Exercice court 1: Comptez les lignes de la liste qui contiennent la chaîne "branch", en tenant compte de la casse. Donnez seulement ce nombre.

Texte fourni:
Un autre petit-fils d’Alim-beg, Zounoun-beg, issu d’un frère aîné des précédens, mort depuis longtemps, était, comme je l’ai dit, arrivé à Och avec Groumbtchevsky, à qui il s’était joint pendant les derniers jours de l’expédition. Le colonel Deibner et Groumbtchevsky m’avaient vanté ses mérites et sa connaissance du pays, et il avait été convenu qu’en retournant dans sa tribu il me servirait de guide. Il faut croire que Zounoun-beg n’a pas fait diligence, ou bien que ses chevaux n’étaient pas en état de rendre aux miens une étape sur quatre, car je l’attendis vainement le second jour ainsi que les jours suivans : il ne me rejoignit pas comme nous en étions convenus.

A priori, j’avais conçu bonne opinion de ce Mirza-Païas, qui n’était certes pas le premier venu. Cette opinion était fondée sur un simple trait.

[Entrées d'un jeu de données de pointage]
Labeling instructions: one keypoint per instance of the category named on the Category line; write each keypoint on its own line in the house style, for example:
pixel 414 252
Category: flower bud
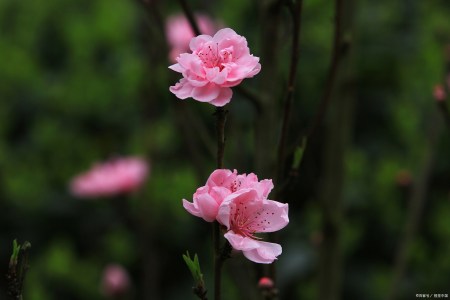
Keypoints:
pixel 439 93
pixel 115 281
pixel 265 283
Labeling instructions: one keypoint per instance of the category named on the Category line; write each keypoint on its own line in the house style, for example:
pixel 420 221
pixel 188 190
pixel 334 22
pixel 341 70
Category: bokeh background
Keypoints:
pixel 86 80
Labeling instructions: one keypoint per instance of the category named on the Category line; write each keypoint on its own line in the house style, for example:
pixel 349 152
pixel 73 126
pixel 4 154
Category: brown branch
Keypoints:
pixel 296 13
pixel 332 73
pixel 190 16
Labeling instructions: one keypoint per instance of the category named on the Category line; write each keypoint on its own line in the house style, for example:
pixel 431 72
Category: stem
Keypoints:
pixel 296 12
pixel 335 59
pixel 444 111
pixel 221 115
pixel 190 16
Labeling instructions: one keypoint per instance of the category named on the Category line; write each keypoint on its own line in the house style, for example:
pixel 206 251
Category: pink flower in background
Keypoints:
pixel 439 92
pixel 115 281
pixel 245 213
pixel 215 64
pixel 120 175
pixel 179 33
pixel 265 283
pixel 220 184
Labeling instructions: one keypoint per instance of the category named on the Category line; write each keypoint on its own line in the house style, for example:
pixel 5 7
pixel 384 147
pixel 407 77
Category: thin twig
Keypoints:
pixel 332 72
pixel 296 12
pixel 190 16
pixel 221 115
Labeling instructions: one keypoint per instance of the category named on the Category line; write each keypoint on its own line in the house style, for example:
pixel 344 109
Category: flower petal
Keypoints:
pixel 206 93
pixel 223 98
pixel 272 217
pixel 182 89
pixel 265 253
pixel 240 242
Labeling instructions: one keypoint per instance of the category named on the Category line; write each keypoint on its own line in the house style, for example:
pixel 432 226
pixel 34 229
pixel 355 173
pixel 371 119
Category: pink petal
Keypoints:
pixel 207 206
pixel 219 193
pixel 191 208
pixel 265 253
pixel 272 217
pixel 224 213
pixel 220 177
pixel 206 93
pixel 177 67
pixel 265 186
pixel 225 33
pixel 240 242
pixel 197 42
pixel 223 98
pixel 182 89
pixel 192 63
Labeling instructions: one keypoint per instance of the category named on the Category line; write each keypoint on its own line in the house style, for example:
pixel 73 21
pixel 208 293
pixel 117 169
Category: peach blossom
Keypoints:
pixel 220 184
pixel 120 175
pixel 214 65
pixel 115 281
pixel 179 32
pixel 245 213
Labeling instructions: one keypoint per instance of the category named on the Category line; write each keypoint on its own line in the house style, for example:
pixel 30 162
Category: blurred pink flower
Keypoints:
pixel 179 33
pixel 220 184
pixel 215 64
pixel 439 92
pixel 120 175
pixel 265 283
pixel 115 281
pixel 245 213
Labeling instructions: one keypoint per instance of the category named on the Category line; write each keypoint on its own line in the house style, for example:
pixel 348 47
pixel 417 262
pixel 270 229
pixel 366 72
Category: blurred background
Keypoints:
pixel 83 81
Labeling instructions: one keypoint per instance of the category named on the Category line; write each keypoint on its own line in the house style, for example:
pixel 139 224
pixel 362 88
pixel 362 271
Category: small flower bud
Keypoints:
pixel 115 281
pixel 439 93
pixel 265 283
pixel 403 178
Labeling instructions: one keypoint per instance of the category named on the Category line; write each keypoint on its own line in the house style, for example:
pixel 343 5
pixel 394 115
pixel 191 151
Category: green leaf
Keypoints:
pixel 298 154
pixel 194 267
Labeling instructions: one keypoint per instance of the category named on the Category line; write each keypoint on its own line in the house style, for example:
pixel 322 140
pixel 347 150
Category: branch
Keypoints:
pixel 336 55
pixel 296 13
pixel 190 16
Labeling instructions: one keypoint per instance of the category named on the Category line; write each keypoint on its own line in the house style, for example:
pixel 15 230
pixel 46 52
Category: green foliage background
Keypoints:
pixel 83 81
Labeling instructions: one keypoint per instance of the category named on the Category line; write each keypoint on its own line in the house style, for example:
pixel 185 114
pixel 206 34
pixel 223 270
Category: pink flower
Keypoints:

...

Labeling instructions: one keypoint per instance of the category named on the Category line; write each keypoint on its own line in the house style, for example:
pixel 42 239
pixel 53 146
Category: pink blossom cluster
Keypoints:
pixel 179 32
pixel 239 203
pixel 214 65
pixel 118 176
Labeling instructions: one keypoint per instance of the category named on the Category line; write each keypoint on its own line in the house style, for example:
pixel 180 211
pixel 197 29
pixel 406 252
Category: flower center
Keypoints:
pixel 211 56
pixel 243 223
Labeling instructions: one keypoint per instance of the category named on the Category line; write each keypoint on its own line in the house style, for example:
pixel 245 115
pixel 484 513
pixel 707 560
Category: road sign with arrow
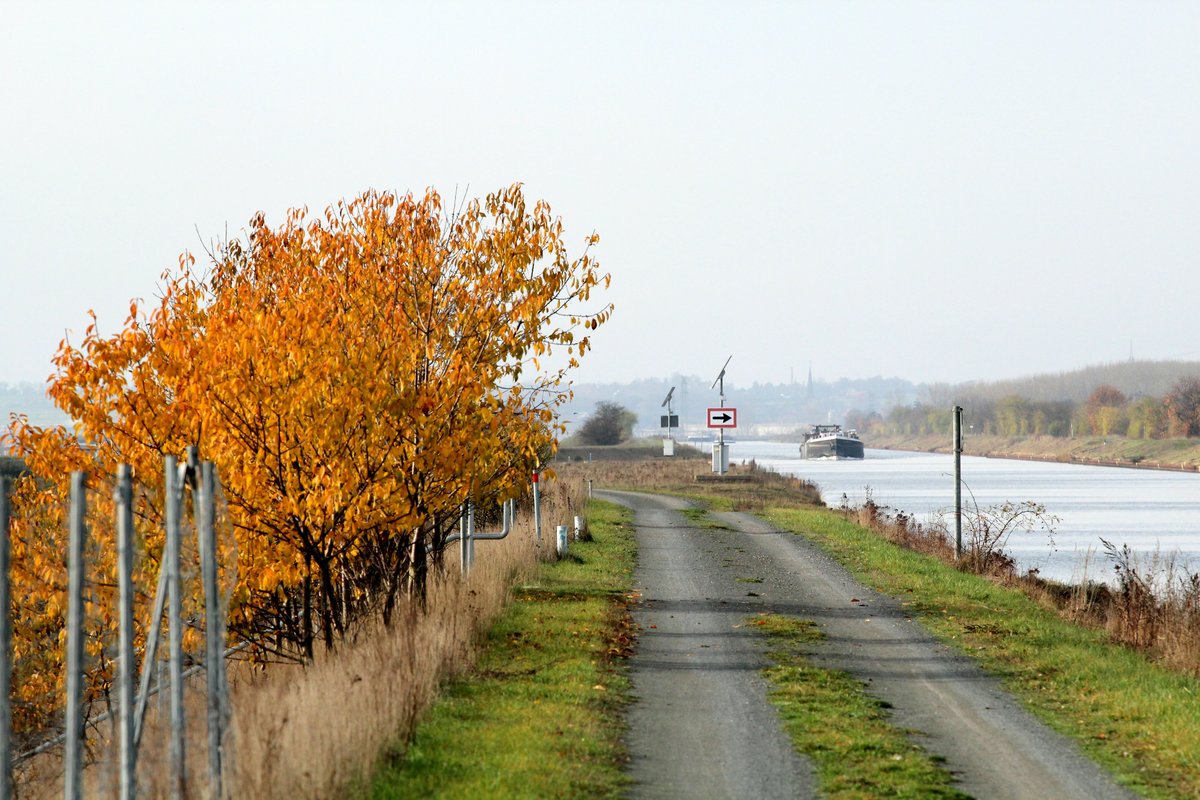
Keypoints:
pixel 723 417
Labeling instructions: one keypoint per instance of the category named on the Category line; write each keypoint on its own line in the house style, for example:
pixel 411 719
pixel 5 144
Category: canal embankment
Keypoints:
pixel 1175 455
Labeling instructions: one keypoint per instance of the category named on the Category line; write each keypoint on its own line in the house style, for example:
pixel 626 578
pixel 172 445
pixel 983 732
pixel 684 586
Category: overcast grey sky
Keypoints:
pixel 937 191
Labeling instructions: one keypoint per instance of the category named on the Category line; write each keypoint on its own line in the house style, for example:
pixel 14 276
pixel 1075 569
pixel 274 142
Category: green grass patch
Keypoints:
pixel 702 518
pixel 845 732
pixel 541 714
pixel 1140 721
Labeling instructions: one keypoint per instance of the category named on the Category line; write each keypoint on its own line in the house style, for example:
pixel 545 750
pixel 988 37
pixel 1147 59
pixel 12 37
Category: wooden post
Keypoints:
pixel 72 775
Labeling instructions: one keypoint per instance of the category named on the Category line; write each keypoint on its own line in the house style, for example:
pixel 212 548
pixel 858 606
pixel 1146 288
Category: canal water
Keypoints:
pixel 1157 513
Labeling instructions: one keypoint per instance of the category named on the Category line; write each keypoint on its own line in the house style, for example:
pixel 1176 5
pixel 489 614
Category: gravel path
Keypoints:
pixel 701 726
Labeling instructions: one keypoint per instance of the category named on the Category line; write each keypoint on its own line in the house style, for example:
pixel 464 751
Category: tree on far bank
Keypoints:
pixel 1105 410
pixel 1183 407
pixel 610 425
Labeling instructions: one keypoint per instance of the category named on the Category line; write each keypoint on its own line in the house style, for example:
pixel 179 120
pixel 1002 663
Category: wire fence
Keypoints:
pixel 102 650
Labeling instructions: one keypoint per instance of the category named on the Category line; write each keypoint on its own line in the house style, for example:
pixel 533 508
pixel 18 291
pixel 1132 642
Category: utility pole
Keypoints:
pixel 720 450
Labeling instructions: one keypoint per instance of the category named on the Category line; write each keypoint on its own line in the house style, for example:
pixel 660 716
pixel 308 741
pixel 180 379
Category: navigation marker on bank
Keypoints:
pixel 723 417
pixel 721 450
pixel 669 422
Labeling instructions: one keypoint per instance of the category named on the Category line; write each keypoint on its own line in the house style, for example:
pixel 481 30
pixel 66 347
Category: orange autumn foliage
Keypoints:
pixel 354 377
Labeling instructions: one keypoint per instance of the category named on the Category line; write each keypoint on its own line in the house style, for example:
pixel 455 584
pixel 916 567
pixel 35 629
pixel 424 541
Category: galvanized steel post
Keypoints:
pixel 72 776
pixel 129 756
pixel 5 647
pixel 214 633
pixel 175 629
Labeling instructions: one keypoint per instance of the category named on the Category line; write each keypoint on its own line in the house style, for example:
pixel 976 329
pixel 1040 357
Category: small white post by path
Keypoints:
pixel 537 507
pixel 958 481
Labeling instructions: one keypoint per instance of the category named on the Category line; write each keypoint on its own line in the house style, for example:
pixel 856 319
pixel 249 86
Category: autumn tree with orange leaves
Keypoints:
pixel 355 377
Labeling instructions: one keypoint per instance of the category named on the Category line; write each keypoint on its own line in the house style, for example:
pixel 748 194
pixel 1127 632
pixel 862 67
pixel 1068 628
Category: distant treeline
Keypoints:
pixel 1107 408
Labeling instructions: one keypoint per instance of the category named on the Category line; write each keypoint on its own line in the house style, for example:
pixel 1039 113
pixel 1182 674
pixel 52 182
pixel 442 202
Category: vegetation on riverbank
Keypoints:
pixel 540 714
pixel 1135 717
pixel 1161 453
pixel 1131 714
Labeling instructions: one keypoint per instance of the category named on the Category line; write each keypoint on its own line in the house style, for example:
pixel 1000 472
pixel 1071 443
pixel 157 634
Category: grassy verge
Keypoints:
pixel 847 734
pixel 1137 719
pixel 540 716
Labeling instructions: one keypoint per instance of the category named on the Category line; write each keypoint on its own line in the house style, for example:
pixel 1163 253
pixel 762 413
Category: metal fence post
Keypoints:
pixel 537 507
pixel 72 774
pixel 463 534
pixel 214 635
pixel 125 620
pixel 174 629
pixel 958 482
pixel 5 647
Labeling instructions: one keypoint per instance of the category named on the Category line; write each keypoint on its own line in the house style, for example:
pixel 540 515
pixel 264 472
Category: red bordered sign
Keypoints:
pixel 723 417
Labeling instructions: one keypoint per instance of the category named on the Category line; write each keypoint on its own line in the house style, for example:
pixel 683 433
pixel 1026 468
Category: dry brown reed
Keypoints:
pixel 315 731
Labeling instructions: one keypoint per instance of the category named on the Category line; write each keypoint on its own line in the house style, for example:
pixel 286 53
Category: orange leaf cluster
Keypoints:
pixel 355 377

Exercice court 2: Poursuivez, s'il vous plaît, le récit de voyage à Och après sa dernière phrase.

Résultat final 1: 2

Résultat final 2:
Durant mon premier séjour en Turkestan, peu de temps avant que j’entreprisse la traversée des montagnes qui séparent la Transoxiane de la Kachgarie, il vint un jour trouver un homme d’État russe, avec lequel j’eus, à la même époque, d’excellentes relations, que j’ai toujours conservées.

— Je voudrais un permis pour aller à Kachgar, si le gouvernement impérial veut bien m’y autoriser, demanda-t-il simplement.

— Très bien. Tu n’as qu’à demander un passeport au colonel Deibner, à Och. Il t’en délivrera un sans aucune difficulté.